* [What the task asks] Repeat, unchanged, the lines of the records from the line containing "target: painted circle on court" through the end of the records, both ends included.

* [Extracted material]
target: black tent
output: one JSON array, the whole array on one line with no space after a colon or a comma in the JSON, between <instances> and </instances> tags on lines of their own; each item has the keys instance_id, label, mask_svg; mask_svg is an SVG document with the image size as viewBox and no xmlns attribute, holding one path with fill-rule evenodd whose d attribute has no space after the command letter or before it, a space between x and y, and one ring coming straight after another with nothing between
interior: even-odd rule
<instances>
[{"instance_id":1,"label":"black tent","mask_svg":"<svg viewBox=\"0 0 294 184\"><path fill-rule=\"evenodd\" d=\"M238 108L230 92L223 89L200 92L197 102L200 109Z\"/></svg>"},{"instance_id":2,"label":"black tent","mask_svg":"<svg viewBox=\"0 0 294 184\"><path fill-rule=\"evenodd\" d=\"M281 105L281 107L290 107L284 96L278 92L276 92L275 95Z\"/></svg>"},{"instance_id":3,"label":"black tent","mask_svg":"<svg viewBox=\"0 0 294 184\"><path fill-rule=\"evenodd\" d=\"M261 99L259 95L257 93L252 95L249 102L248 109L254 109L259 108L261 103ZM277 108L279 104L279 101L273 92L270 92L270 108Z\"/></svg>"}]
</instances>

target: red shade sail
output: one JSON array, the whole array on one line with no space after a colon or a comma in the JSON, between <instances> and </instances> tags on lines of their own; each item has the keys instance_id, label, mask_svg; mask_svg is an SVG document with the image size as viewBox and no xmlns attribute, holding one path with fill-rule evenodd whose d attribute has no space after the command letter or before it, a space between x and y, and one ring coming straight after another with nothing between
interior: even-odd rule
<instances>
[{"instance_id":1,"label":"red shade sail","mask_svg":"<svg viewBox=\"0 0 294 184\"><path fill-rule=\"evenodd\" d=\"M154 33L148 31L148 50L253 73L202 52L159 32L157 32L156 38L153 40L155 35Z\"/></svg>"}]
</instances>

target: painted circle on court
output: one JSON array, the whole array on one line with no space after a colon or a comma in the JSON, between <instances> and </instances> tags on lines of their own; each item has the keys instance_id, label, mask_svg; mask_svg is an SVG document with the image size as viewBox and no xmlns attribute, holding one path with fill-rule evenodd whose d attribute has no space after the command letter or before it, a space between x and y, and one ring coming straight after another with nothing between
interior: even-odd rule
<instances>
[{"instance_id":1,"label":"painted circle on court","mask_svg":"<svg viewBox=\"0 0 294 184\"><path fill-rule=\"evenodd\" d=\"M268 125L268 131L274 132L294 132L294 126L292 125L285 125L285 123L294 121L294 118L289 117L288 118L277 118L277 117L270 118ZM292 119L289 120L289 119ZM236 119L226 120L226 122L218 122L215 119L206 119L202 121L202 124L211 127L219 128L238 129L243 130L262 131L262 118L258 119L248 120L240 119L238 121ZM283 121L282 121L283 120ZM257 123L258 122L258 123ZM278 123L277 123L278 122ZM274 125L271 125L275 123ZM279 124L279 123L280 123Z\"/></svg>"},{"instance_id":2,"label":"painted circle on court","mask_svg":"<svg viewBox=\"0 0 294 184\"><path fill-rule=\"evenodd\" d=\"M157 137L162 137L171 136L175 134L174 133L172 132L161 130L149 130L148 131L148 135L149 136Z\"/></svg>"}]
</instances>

* [Task response]
target: painted circle on court
output: one JSON array, the whole array on one line with no space after a colon or a comma in the JSON, between <instances> and </instances> tags on lines of their own; each item has the keys instance_id, label, mask_svg; mask_svg is an SVG document with the image size as viewBox and no xmlns attribute, holding one path with fill-rule evenodd whose d attribute has no space after the command letter or before it, a space between x and y, and one ring coming straight after another with nothing between
interior: even-odd rule
<instances>
[{"instance_id":1,"label":"painted circle on court","mask_svg":"<svg viewBox=\"0 0 294 184\"><path fill-rule=\"evenodd\" d=\"M268 125L268 131L274 132L294 132L294 126L292 125L285 125L285 123L294 121L294 118L289 117L288 118L277 118L277 117L270 118ZM292 119L289 120L289 119ZM236 119L226 120L226 122L218 122L215 119L206 119L202 121L202 124L211 127L219 128L238 129L243 130L262 131L262 118L258 119L248 120L240 119L238 121ZM283 121L282 121L283 120ZM257 123L258 122L258 123ZM278 123L277 123L278 122ZM274 125L271 125L275 123ZM279 124L279 123L280 123Z\"/></svg>"},{"instance_id":2,"label":"painted circle on court","mask_svg":"<svg viewBox=\"0 0 294 184\"><path fill-rule=\"evenodd\" d=\"M157 137L162 137L171 136L175 134L174 133L172 132L161 130L149 130L148 131L148 135L149 136Z\"/></svg>"}]
</instances>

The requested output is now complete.